____ SOURCE MATERIAL

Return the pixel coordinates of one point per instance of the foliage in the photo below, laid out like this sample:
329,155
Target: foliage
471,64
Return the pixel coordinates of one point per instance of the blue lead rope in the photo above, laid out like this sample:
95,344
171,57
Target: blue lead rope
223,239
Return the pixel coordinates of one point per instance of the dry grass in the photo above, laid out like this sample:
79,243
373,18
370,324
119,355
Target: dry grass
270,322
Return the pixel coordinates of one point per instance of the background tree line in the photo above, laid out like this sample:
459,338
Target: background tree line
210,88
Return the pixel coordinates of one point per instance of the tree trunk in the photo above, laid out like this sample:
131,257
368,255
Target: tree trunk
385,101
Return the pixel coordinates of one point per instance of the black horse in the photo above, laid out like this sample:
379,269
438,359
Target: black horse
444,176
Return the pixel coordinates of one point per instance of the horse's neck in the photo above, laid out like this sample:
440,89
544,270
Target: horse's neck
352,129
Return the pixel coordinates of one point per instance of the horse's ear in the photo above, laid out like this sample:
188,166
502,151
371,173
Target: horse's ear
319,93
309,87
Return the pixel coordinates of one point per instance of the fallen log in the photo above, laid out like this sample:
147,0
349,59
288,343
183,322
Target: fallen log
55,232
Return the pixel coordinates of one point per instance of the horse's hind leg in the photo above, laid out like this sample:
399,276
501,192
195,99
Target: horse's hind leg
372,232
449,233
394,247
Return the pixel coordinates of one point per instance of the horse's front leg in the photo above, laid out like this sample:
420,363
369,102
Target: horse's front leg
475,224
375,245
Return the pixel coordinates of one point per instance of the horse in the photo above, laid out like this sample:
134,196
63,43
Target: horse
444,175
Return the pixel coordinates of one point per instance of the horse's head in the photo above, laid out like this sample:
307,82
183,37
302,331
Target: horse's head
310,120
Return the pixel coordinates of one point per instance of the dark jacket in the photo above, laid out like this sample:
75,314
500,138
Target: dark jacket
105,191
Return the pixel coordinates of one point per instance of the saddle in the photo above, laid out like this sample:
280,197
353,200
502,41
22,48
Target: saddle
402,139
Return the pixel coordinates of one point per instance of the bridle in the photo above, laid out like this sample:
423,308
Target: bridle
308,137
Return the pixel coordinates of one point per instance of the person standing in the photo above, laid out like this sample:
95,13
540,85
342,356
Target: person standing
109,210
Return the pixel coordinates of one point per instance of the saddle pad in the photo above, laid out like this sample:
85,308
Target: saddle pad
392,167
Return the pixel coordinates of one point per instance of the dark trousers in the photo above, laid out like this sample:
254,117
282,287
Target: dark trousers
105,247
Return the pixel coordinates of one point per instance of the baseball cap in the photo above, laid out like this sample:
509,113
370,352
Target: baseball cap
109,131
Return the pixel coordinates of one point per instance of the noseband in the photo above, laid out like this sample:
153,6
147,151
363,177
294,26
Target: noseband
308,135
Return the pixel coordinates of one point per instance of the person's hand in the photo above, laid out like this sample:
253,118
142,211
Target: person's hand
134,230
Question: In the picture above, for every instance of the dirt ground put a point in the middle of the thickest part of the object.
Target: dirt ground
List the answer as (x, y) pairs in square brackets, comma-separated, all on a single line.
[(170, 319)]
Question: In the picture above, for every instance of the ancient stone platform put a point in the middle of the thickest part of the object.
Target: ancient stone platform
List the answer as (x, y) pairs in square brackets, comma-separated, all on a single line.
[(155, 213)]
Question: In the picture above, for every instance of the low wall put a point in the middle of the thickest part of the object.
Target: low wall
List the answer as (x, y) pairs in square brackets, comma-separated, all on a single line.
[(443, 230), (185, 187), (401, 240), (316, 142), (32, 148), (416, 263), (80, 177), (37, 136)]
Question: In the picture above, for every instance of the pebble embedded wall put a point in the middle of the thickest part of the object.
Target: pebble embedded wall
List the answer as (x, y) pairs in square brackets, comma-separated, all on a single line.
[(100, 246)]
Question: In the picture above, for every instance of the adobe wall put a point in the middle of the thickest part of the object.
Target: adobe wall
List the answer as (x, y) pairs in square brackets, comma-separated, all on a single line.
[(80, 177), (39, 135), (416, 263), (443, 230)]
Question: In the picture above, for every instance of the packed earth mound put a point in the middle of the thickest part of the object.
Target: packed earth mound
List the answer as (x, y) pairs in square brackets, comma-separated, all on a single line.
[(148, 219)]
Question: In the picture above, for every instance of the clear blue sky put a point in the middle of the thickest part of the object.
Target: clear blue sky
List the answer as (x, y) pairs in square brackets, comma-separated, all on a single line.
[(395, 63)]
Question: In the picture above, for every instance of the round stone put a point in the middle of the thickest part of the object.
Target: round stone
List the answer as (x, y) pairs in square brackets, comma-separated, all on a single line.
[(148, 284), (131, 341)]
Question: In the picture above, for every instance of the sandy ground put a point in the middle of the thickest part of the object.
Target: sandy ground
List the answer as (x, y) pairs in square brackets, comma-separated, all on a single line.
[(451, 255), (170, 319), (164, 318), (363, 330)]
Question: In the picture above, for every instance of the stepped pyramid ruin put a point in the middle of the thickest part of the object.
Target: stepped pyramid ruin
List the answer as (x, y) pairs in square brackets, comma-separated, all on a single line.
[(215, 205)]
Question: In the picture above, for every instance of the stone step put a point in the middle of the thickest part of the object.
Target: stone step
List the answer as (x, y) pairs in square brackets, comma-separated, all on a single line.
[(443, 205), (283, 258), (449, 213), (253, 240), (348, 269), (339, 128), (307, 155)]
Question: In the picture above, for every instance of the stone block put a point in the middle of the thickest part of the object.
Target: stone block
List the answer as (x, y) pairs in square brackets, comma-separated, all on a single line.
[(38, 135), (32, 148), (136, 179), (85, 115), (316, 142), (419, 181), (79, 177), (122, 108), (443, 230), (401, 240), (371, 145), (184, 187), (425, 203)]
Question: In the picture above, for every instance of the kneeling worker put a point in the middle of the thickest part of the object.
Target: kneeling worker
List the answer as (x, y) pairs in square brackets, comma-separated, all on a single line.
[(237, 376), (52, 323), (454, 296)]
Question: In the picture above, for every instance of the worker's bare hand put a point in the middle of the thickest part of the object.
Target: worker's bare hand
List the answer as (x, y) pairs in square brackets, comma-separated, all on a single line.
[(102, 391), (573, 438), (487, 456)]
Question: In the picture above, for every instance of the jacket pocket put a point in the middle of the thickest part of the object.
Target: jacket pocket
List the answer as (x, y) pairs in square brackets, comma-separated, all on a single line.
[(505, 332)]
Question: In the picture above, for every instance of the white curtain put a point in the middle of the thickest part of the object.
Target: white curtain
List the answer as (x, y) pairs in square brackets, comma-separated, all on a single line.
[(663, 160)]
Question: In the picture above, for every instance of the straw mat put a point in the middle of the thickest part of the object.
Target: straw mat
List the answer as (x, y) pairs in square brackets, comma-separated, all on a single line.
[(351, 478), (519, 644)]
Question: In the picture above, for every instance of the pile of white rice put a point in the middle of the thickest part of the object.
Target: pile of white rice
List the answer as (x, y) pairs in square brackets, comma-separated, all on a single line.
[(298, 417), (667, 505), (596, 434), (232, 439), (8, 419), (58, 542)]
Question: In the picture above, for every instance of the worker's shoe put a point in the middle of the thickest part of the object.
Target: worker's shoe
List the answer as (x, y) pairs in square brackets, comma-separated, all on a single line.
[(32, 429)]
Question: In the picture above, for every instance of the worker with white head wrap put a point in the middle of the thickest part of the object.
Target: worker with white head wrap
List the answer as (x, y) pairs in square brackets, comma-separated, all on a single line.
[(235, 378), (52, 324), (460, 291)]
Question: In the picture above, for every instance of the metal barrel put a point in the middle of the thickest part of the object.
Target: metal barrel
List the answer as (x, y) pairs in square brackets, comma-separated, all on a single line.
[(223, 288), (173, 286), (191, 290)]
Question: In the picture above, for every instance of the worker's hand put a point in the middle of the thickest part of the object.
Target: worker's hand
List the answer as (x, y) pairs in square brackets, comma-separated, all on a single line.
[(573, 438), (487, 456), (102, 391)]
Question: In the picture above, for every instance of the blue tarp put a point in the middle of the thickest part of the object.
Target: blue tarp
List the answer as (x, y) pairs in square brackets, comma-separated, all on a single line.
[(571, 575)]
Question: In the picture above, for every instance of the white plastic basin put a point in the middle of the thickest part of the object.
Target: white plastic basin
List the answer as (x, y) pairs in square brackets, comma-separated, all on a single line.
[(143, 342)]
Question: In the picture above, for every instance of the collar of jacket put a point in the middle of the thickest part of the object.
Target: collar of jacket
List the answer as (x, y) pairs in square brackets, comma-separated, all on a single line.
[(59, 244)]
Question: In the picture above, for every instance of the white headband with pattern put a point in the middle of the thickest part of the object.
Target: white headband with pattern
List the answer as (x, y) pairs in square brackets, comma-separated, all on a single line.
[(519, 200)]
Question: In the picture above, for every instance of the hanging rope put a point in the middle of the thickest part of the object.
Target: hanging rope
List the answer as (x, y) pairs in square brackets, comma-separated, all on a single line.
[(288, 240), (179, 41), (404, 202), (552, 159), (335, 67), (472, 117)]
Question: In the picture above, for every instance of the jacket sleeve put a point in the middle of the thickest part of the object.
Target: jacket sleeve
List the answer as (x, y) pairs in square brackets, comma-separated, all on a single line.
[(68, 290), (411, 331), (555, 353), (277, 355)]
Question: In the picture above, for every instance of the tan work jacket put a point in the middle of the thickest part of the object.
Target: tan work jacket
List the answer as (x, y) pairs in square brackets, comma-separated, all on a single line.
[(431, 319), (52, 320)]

________

**WORK TO BE COMPLETED**
With "curtain" as the string to find, copy every line of the records that holds it.

**REPLY**
Question: In the picture above, for every instance of the white curtain put a point in the middle of the thickest part of the object.
Target: white curtain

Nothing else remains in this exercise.